DIRECTIONS: Turn the part of the records that runs from the start through the line containing "box: [791, 26, 902, 155]" into a numbered list, one line per item, with blank lines left out.

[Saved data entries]
* * * * *

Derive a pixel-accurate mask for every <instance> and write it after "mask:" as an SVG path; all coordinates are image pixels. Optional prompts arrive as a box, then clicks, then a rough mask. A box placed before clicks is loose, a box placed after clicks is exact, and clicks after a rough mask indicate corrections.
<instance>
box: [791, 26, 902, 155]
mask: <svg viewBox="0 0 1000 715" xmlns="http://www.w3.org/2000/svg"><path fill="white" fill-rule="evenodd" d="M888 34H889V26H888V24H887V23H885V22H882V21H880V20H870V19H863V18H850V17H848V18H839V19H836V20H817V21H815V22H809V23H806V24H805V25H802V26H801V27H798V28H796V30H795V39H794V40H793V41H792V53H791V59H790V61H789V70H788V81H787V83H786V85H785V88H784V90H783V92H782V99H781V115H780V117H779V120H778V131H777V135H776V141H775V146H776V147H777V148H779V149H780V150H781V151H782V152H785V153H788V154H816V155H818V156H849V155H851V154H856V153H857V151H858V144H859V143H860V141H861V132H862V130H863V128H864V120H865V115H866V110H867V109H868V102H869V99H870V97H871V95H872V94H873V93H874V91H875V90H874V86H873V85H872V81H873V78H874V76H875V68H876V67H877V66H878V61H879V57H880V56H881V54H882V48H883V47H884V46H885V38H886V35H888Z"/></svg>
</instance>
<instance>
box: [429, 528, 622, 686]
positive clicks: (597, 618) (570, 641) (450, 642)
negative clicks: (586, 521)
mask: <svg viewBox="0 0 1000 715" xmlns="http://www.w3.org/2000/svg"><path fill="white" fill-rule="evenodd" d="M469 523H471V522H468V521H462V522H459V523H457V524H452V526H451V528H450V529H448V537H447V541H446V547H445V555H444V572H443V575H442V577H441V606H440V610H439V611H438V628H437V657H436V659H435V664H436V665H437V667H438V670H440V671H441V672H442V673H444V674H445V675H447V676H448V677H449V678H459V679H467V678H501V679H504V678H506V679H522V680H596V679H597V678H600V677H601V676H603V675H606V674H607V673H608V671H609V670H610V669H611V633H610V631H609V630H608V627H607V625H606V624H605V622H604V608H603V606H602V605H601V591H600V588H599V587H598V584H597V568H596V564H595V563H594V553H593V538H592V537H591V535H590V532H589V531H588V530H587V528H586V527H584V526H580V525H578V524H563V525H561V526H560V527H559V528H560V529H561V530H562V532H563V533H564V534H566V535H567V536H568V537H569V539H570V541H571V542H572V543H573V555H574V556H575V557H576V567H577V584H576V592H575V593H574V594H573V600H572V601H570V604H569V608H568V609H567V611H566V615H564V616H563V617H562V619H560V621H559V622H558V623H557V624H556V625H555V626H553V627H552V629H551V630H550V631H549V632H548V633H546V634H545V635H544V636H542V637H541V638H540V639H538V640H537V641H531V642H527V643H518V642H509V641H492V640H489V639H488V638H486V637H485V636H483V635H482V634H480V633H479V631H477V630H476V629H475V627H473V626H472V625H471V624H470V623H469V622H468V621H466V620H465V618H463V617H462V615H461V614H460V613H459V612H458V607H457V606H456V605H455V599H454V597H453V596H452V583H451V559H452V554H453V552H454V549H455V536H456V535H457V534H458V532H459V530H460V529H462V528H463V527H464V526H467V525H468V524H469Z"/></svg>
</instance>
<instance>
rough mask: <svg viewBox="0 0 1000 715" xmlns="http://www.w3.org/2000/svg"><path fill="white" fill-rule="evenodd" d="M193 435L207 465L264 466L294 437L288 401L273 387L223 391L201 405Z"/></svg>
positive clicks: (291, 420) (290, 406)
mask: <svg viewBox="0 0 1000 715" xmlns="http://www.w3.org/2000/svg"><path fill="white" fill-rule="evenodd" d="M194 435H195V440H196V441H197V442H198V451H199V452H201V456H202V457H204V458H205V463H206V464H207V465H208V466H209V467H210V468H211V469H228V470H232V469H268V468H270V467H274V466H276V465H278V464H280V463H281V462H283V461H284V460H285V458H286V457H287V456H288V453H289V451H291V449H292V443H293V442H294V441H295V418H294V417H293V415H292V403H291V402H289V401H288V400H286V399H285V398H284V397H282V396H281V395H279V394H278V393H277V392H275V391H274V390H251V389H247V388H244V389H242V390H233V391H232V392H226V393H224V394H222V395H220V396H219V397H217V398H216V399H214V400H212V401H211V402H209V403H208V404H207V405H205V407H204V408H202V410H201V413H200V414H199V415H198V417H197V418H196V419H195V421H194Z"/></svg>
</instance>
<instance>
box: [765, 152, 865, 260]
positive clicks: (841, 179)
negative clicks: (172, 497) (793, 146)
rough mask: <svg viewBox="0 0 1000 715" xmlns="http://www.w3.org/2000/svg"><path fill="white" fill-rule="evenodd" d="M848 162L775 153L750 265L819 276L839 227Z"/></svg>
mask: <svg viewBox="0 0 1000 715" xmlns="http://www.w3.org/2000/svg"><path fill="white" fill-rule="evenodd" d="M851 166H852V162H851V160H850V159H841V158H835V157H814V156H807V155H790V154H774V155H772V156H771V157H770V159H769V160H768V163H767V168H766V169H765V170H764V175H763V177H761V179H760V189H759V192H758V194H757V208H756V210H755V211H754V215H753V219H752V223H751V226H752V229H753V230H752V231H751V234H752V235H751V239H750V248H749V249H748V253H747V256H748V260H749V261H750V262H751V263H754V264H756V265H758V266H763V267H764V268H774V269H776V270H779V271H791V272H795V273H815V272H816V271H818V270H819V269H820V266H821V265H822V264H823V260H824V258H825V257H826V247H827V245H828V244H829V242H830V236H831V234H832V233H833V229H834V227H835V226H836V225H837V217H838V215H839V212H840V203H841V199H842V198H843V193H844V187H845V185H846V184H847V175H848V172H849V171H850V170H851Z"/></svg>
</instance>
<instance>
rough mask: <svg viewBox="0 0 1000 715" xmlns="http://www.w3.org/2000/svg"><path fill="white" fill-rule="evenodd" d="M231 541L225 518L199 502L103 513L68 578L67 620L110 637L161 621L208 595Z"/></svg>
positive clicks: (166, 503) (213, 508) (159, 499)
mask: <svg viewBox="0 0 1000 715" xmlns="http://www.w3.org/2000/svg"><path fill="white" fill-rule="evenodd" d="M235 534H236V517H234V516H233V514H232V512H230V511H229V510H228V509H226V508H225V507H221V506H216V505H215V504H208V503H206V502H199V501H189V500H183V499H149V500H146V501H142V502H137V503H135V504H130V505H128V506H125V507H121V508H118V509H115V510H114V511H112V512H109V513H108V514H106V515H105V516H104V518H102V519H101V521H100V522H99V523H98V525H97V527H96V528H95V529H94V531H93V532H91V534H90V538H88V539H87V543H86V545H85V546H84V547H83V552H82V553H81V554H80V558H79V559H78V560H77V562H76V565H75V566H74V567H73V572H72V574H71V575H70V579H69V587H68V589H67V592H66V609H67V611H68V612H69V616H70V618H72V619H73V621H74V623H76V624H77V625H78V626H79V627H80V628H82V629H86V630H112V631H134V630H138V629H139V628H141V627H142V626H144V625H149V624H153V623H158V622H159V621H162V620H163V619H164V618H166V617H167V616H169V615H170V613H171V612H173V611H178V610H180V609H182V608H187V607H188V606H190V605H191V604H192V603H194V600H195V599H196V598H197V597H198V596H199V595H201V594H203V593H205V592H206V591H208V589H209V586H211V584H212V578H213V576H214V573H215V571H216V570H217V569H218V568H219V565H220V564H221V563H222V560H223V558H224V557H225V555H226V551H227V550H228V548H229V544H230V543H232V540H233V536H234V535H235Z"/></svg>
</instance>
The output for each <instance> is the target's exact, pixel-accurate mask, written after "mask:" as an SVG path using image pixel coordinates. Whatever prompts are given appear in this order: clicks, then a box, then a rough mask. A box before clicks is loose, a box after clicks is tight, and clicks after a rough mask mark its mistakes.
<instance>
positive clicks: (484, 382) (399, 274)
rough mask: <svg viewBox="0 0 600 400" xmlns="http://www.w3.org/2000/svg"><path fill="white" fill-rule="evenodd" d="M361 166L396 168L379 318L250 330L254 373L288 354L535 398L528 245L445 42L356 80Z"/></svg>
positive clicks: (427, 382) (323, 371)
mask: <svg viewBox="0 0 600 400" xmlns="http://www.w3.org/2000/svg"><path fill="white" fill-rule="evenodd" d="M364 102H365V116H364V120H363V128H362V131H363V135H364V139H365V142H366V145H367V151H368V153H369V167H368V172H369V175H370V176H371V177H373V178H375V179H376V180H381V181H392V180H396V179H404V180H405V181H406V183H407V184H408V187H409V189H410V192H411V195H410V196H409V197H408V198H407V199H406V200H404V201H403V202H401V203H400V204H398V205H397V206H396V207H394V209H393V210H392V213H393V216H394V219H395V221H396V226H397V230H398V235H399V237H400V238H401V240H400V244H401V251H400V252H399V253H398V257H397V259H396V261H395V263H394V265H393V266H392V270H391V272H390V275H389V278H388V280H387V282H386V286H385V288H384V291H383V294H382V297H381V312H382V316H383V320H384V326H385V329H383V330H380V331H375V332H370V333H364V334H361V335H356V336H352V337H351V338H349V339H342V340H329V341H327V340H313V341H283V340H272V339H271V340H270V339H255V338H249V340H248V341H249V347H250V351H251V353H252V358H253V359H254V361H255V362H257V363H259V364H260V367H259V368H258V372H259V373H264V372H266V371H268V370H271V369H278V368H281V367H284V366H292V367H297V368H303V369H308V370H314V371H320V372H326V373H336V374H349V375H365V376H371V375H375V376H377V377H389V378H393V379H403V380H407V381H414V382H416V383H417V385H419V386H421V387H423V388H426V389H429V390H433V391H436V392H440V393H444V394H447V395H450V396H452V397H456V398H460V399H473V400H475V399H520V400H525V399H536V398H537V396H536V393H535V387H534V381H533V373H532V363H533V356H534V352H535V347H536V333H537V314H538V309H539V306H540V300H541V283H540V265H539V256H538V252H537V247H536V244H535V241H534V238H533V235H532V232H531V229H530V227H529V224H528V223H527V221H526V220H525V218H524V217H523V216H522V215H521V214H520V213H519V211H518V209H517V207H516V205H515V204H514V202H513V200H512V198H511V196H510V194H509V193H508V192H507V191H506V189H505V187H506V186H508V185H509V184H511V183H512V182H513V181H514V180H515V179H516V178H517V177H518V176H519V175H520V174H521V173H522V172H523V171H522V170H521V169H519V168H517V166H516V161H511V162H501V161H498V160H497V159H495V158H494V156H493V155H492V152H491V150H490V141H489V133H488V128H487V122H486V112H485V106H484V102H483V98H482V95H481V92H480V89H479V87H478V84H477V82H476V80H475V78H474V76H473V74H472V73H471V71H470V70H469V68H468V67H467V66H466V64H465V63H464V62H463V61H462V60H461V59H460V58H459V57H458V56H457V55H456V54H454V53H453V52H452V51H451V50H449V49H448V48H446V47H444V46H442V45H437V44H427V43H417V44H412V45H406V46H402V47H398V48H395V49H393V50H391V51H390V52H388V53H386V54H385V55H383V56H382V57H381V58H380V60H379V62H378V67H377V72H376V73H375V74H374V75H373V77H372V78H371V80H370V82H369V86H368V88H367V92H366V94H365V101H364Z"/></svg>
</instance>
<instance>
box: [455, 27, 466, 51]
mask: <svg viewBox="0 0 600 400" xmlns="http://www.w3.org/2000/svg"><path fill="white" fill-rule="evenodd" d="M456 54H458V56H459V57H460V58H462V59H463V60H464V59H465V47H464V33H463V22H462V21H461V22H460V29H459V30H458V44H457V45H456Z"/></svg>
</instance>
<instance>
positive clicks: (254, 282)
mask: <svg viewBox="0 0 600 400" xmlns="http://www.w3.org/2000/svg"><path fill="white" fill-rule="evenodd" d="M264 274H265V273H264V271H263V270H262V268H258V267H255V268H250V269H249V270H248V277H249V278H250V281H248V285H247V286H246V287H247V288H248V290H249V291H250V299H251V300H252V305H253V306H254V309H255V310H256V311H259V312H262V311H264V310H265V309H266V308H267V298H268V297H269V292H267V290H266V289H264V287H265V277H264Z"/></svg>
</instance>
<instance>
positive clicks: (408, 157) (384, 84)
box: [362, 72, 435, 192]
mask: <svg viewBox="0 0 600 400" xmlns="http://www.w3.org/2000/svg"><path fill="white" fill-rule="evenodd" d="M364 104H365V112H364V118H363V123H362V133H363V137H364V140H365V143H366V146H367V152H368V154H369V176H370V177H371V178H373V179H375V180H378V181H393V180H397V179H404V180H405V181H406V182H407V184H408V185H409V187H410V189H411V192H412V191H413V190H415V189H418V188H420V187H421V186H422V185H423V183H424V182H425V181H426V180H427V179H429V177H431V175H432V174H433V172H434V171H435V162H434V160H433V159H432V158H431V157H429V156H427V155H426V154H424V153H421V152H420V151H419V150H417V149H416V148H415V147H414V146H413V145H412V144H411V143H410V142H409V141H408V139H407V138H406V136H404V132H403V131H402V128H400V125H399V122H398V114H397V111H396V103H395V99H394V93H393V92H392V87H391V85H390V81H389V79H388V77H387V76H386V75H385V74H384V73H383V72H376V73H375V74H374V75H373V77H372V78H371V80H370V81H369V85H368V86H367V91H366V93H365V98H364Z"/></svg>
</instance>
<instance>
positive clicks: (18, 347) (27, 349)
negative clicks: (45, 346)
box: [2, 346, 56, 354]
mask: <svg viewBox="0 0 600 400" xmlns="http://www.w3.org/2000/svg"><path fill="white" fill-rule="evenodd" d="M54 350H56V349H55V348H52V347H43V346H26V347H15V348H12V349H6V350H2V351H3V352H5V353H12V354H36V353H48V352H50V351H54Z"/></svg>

* * * * *

ANSWER TO THIS TASK:
1. Derive a pixel-accurate mask for every <instance> and write it after "mask:" as an SVG path; all coordinates are image pixels. Optional prompts arrive as a box, then clicks, then a rough mask. A box placed before clicks is loose, a box placed after clicks is exact, and clicks after a rough mask indicate corrections.
2. <instance>
3. box: [791, 26, 902, 155]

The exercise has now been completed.